Answer the following questions using the passage on railway stations and operations.
(a) What is a goods station used for?
(b) In the UK, which body runs, maintains and develops the railway track?
(c) How much did total EU rail subsidies amount to in 2005?

-------- PASSAGE TO READ --------

A railway station serves as an area where passengers can board and alight from trains. A goods station is a yard which is exclusively used for loading and unloading cargo. Large passenger stations have at least one building providing conveniences for passengers, such as purchasing tickets and food. Smaller stations typically only consist of a platform. Early stations were sometimes built with both passenger and goods facilities.

Platforms are used to allow easy access to the trains, and are connected to each other via underpasses, footbridges and level crossings. Some large stations are built as culs-de-sac, with trains only operating out from one direction. Smaller stations normally serve local residential areas, and may have connection to feeder bus services. Large stations, in particular central stations, serve as the main public transport hub for the city, and have transfer available between rail services, and to rapid transit, tram or bus services.

Operations

Ownership

Since the 1980s, there has been an increasing trend to split up railway companies, with companies owning the rolling stock separated from those owning the infrastructure. This is particularly true in Europe, where this arrangement is required by the European Union. This has allowed open access by any train operator to any portion of the European railway network. In the UK, the railway track is state owned, with a public controlled body (Network Rail) running, maintaining and developing the track, while Train Operating Companies have run the trains since privatization in the 1990s.

In the U.S., virtually all rail networks and infrastructure outside the Northeast Corridor are privately owned by freight lines. Passenger lines, primarily Amtrak, operate as tenants on the freight lines. Consequently, operations must be closely synchronized and coordinated between freight and passenger railroads, with passenger trains often being dispatched by the host freight railroad. Due to this shared system, both are regulated by the Federal Railroad Administration (FRA) and may follow the AREMA recommended practices for track work and AAR standards for vehicles.

Financing
The main source of income for railway companies is from ticket revenue (for passenger transport) and shipment fees for cargo. Discounts and monthly passes are sometimes available for frequent travellers (e.g. season ticket and rail pass). Freight revenue may be sold per container slot or for a whole train. Sometimes, the shipper owns the cars and only rents the haulage. For passenger transport, advertisement income can be significant.

Governments may choose to give subsidies to rail operation, since rail transport has fewer externalities than other dominant modes of transport. If the railway company is state-owned, the state may simply provide direct subsidies in exchange for increased production. If operations have been privatised, several options are available. Some countries have a system where the infrastructure is owned by a government agency or company – with open access to the tracks for any company that meets safety requirements. In such cases, the state may choose to provide the tracks free of charge, or for a fee that does not cover all costs. This is seen as analogous to the government providing free access to roads. For passenger operations, a direct subsidy may be paid to a public-owned operator, or public service obligation tender may be held, and a time-limited contract awarded to the lowest bidder. Total EU rail subsidies amounted to €73 billion in 2005.

-------- RECORD EXCERPTS --------

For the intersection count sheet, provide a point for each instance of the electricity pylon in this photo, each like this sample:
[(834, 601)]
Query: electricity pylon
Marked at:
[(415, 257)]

--------
-------- RECORD EXCERPTS --------

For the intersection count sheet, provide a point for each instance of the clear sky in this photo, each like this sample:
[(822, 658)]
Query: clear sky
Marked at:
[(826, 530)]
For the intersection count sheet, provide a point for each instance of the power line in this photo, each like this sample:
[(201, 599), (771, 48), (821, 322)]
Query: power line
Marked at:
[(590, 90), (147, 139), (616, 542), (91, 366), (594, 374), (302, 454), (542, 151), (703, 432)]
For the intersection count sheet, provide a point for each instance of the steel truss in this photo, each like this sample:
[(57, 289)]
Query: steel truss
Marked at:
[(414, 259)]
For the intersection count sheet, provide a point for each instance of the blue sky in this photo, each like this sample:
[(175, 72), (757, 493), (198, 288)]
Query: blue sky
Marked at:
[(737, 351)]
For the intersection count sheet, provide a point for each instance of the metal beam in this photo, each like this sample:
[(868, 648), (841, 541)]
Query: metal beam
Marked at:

--------
-------- RECORD EXCERPTS --------

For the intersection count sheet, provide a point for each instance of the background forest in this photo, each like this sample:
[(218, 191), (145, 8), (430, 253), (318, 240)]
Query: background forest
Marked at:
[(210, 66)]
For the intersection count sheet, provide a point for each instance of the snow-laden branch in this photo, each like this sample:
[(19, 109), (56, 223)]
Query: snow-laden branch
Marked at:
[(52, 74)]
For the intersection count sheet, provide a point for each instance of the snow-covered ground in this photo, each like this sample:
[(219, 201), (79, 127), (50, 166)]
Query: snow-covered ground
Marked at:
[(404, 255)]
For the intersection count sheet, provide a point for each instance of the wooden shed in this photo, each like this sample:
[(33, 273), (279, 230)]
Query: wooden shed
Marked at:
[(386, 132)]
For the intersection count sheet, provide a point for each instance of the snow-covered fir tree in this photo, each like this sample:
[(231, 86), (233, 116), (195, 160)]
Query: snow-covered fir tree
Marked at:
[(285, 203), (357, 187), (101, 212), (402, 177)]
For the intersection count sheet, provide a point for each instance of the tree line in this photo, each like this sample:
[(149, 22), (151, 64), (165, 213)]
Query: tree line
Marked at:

--------

▶ **EXERCISE RESULT**
(a) It is used exclusively for loading and unloading cargo.
(b) Network Rail.
(c) €73 billion.